Source text>
+ + + + +
Rehearsal the other night went alright, Atsushi looking very chastised & sober. We're still working through the piece a section at a time, he'll probably have more fun when he gets to do his screaming about Nagasaki bit. We also had two trumpeters squabbling over having to share a microphone. Not sure about this new guy Sam who Nigel brought along, he was disrupting the first practice a lot by doing his little bop licks at inappropriate moments (ie while Nigel's trying to talk) thus slowing the whole evening down and then on Wednesday he didn't like having Jason there (who's musically a bit quiet & shy but has been there since the start - you can see him on the DVD but he was too nervous to get in front of a mic on stage so he's completely inaudible). Sam's 34, you'd think he'd have developed a little bit of maturity by then.

Other than that it went pretty well, show's on target. I had a listen to the rehearsal recording and it's very promising - a new level beyond what we'd done last year (which was itself a quantam leap up from what I'd done before that - the music's growing almost exponentially). Two rehearsals til the first performance at Happy, so that one could be a little loose which I think is fine. Then another rehearsal and two more performances where it should get tight. Nigel says he's getting us a string section and a female singer too but haven't seen them yet.

There are two things I'm slightly nervous about: 1) that we won't get enough of an audience to break even, and 2) that all the amps at the Newtown performance will blow a fuse in the building and the show will come to a screeching halt. I made a mistake in setting the ticket prices way too low for an event of this scale (the Fringe programme includes solo theatre pieces with $15 tickets - we're charging $6 for a full works big band + multimedia presentation), but that just means extra value for the audience... here's hoping they show up.

The Fringe show's my attempt at bowing out of Wellington on a high note. I've had at least one offer of a couch to stay on in Melbourne. It's only six weeks to go so the apprehension is hitting. I also have to get my passport updated, set up an Australian bank account etc. Things are pretty good for me at the moment, I've got work but with a minimum of pressure and the show to look forward to. Can't last forever, but a change will be good.
+ + + + +
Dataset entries
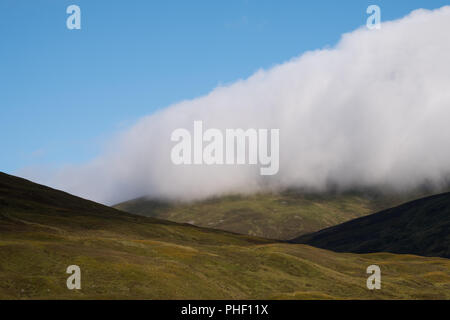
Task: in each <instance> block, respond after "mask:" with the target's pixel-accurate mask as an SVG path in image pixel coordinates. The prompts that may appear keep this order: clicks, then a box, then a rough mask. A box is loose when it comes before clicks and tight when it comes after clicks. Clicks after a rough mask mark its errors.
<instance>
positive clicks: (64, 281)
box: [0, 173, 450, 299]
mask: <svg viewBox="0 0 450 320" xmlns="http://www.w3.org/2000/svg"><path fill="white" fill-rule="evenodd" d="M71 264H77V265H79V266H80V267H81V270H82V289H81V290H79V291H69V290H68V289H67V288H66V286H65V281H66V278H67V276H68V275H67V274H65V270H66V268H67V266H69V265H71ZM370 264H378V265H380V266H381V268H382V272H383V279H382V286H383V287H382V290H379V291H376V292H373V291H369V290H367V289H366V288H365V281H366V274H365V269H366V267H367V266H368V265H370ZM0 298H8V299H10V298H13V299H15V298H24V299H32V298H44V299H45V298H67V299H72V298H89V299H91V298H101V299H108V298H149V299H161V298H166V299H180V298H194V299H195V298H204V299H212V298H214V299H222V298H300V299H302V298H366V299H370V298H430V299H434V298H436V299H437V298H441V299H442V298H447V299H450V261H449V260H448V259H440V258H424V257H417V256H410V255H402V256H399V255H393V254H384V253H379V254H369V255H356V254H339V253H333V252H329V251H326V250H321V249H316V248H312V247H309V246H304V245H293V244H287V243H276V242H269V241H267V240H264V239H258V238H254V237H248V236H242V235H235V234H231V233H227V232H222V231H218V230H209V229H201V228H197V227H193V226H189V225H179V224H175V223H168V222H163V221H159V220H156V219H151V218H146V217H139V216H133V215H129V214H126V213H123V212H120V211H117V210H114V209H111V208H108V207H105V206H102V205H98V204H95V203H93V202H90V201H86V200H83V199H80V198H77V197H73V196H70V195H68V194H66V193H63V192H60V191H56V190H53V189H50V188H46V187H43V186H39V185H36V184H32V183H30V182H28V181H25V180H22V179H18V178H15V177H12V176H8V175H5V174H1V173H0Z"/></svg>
+ + + + +
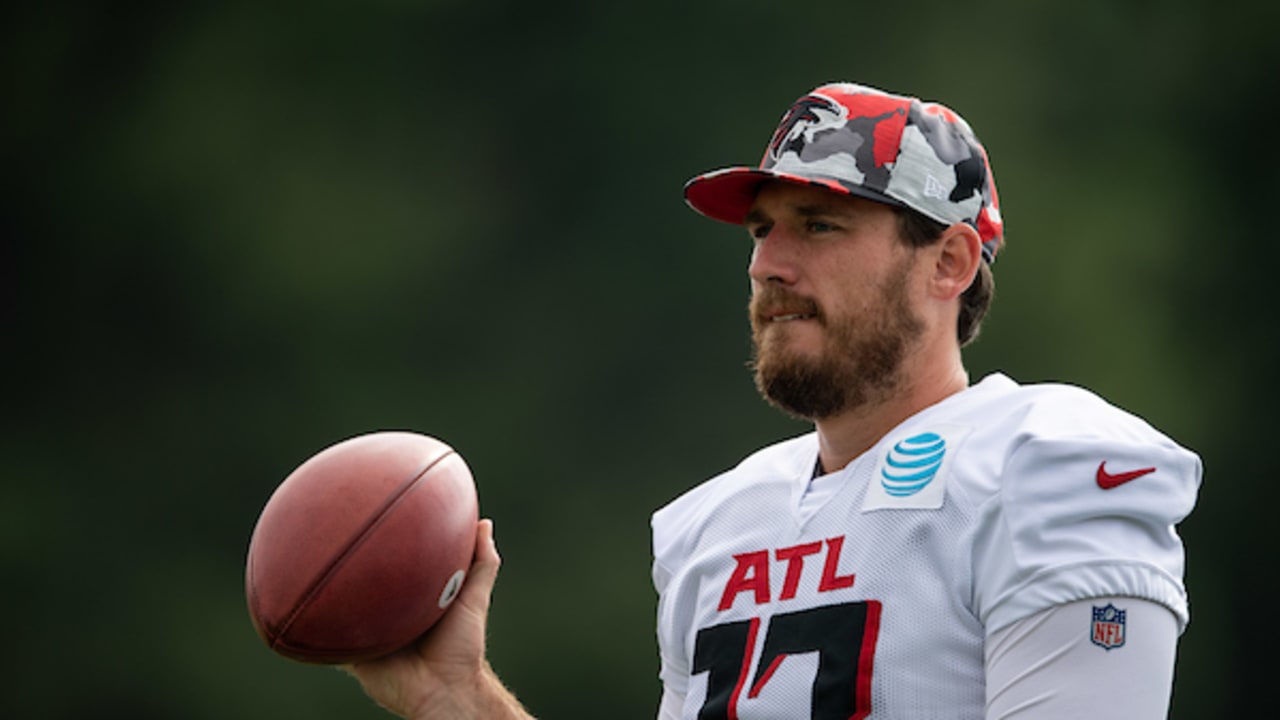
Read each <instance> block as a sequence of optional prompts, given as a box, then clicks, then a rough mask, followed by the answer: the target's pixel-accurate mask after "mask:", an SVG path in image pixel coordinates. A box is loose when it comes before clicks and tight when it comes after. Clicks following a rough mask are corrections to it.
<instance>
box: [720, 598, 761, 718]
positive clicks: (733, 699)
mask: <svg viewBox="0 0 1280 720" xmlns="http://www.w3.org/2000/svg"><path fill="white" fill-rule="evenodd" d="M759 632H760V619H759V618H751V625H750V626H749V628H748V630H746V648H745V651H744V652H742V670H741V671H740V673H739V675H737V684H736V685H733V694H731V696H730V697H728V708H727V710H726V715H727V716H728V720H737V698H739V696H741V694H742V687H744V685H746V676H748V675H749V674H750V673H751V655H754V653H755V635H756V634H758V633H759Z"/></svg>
+ + + + +
To-do item>
Decide whether each statement below agrees with the rehearsal post. Answer yes or no for each, quoting the words from the post that settle it. (a) Sam is 34 years old. (b) Tickets for the show cost $15. (c) The writer has already met the string section and female singer that Nigel promised.

Worked solution>
(a) Yes: "Sam's 34"
(b) No: "we're charging $6 for a full works big band + multimedia presentation"
(c) No: "Nigel says he's getting us a string section and a female singer too but haven't seen them yet"